• _PROMPT 1_
In the penguin dataset walkthrough, how many rows and columns does the dataset contain?

• _PASSAGE GIVEN_
Side notes : There are 17 penguin species on the planet, but the eight most iconic reside in Antractica,
its nearby islands, and the sub-Antractic archipelagos of South Georgia and the Falklands.

===============================================================================================================================

In the first step, we import the relevant tools and packages (_Numpy_, _Pandas_ and _Matplotlib_):

In [None]:
import numpy as np
import pandas as pd
import matplotlib.pyplot as plt

**1. Read dataset**

In [None]:
penguin_df = pd.read_csv('penguins_size.csv')
penguin_df.tail(10)

At the end of the dataset there is a row that contains a **dot**. This value is invalid, so it is better to check all the columns containing the object to make sure there are valid values

In [None]:
print(pd.unique(penguin_df['species']))
print(pd.unique(penguin_df['island']))
print(pd.unique(penguin_df['sex']))

The columns that contain object are listed above. As you can see, there is an invalid value (dot) in the `sex` column only, which should be replaced by the value of _NaN_.

Replacing invalid values with _NaN_

In [None]:
sex_valid_values = ['FEMALE', 'MALE']
penguin_df.loc[~penguin_df['sex'].isin(sex_valid_values), 'sex'] = np.nan
penguin_df.tail(10)

In [None]:
print(pd.unique(penguin_df['species']))
print(pd.unique(penguin_df['island']))
print(pd.unique(penguin_df['sex']))

There are now no invalid values in the `sex` column (Except _NaN_)

Converting the `object` to `category` so that the dataset occupies less memory

In [None]:
penguin_df[['species','island','sex']] = penguin_df[['species','island','sex']].astype('category')
penguin_df.dtypes

**2. Find out shape of data**

In [None]:
n_rows, n_cols = penguin_df.shape
print(f'Number of records is {n_rows}, and the number of columns is {n_cols}.')

The existing dataset contains 344 rows and 7 columns. Column titles are also given in the `dataset description` section.

**3. Dataset info**

In [None]:
penguin_df.info()

Except for `species` and `island` columns, other columns contain _NaN_ values. The highest missing value also belongs to the `sex` column.

In [None]:
penguin_df_des = penguin_df.describe() # Nan values ignored.
print(penguin_df.skew(numeric_only=True))
penguin_df_des

The mean and median values in all the columns are close to each other, also, the skewness value is small and close to zero so it can be concluded that the data distribution is probably symmetrical. Although it is better to check the data distribution by the corresponding graphs such as histogram. It can also be said about this dataset that 50% of penguins have the same weight as human babies.

**4. Unique Species**

In [None]:
penguin_df['species'].unique()

• _DATASET ENTRIES_
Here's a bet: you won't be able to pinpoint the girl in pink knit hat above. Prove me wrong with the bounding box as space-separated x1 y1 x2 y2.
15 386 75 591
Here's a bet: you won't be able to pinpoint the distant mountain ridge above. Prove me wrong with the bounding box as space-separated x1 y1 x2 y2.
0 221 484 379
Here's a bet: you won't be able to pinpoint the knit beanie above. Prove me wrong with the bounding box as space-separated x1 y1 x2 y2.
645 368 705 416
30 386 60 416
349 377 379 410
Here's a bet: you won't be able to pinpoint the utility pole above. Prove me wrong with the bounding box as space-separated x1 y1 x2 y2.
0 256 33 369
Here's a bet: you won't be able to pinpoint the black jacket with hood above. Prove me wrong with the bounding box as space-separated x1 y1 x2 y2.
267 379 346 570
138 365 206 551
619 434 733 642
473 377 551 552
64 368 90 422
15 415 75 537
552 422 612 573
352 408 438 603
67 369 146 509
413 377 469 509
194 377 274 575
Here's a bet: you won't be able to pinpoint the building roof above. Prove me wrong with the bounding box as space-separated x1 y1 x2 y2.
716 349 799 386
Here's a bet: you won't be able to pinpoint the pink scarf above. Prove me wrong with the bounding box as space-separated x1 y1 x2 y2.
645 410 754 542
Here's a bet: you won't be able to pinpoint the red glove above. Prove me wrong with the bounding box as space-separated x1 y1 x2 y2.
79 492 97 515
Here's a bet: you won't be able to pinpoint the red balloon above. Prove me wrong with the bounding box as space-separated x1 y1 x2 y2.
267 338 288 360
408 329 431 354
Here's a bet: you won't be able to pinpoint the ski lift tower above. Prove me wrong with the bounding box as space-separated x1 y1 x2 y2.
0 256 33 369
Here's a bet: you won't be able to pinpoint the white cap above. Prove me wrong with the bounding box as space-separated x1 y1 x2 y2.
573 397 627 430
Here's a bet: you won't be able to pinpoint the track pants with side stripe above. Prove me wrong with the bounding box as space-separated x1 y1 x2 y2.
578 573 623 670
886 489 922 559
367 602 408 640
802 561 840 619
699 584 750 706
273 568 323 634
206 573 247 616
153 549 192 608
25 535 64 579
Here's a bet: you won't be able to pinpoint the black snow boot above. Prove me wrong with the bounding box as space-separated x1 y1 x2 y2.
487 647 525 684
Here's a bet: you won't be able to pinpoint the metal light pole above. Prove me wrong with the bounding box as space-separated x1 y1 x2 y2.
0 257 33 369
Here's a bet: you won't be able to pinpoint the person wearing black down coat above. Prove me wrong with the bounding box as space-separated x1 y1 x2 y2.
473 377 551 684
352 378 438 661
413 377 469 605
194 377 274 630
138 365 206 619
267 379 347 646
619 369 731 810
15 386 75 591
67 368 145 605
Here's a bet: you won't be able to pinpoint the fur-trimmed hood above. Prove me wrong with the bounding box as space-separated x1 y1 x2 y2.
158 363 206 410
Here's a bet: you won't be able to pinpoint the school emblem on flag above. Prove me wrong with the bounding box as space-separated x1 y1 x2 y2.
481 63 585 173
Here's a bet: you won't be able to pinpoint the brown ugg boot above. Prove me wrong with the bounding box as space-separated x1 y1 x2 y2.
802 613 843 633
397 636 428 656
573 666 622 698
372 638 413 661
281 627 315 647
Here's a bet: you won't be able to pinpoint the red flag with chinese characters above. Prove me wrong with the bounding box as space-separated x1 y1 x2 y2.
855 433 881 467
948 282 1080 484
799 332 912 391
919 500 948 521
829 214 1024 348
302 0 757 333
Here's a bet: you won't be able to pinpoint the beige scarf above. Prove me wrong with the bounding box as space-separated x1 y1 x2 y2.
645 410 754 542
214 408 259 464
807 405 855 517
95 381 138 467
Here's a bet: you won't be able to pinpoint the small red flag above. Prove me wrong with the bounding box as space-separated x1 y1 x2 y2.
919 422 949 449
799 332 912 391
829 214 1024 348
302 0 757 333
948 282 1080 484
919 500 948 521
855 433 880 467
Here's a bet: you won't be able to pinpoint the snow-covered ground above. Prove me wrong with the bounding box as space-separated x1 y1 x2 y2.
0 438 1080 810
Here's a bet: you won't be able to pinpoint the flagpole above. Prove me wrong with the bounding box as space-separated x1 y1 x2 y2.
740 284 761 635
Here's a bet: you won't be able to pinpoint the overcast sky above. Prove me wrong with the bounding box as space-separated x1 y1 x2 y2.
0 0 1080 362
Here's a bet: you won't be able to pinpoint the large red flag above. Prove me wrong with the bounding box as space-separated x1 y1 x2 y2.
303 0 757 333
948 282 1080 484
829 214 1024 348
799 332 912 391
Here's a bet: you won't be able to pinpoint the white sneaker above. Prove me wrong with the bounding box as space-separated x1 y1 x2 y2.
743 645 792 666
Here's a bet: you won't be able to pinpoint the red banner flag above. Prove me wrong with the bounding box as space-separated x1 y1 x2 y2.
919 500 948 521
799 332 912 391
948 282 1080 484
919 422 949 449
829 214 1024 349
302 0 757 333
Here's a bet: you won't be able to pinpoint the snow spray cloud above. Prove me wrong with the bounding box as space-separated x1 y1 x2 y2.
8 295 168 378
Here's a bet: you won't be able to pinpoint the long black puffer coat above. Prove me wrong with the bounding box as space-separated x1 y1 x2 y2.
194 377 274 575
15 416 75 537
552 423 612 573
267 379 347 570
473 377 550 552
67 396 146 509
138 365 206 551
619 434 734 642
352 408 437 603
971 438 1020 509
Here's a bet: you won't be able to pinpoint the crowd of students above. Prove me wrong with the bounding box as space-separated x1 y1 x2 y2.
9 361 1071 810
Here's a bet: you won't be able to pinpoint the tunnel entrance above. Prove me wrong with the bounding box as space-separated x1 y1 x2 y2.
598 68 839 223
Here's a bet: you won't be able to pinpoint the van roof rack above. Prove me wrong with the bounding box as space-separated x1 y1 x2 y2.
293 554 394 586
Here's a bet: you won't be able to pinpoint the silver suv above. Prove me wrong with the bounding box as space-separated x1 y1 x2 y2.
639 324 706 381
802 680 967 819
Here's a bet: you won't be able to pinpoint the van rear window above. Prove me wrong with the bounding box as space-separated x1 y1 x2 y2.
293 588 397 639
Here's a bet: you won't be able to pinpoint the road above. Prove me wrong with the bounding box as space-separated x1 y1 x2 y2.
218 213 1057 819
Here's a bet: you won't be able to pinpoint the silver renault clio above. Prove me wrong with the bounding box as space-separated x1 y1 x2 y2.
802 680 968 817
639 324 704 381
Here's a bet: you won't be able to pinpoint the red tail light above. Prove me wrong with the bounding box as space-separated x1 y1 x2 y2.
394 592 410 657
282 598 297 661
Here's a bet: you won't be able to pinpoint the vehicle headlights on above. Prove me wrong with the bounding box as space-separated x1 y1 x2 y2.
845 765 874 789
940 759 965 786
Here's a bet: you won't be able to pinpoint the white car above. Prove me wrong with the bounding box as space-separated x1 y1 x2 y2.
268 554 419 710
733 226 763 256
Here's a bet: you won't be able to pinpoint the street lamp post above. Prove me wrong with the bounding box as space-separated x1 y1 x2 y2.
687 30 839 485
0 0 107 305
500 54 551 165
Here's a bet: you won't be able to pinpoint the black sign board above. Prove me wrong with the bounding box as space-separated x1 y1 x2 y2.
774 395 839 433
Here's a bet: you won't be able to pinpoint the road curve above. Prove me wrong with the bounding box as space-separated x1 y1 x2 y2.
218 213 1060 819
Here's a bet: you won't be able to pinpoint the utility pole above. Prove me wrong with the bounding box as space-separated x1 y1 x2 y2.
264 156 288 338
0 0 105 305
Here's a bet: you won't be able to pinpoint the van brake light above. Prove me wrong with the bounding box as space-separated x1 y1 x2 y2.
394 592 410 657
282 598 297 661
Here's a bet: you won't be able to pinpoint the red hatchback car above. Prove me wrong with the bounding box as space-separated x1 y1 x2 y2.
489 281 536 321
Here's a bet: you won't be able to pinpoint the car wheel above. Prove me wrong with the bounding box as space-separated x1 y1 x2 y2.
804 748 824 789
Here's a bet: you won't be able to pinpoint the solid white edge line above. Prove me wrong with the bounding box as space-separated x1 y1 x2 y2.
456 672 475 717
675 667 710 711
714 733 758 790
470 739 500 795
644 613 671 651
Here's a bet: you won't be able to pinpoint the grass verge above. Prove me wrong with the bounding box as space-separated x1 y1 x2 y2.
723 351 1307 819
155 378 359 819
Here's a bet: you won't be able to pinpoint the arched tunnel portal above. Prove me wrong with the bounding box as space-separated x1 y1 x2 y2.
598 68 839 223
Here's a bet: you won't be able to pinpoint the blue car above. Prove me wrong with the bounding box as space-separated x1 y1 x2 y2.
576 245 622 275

• _PROMPT 2_
Rewrite the rows that follow the text, starting at the line containing "Here's a bet: you won't be able to pinpoint the grass" and ending at the last row, with "arched tunnel portal" changed to "stone tunnel entrance" and nothing else altered.

• _WRITTEN REPLY 1_
344 rows and 7 columns.

• _WRITTEN REPLY 2_
Here's a bet: you won't be able to pinpoint the grass verge above. Prove me wrong with the bounding box as space-separated x1 y1 x2 y2.
723 351 1307 819
155 378 359 819
Here's a bet: you won't be able to pinpoint the stone tunnel entrance above. Prove me wrong with the bounding box as space-separated x1 y1 x2 y2.
598 68 839 223
Here's a bet: you won't be able to pinpoint the blue car above. Prove me wrong with the bounding box as space-separated x1 y1 x2 y2.
576 245 622 275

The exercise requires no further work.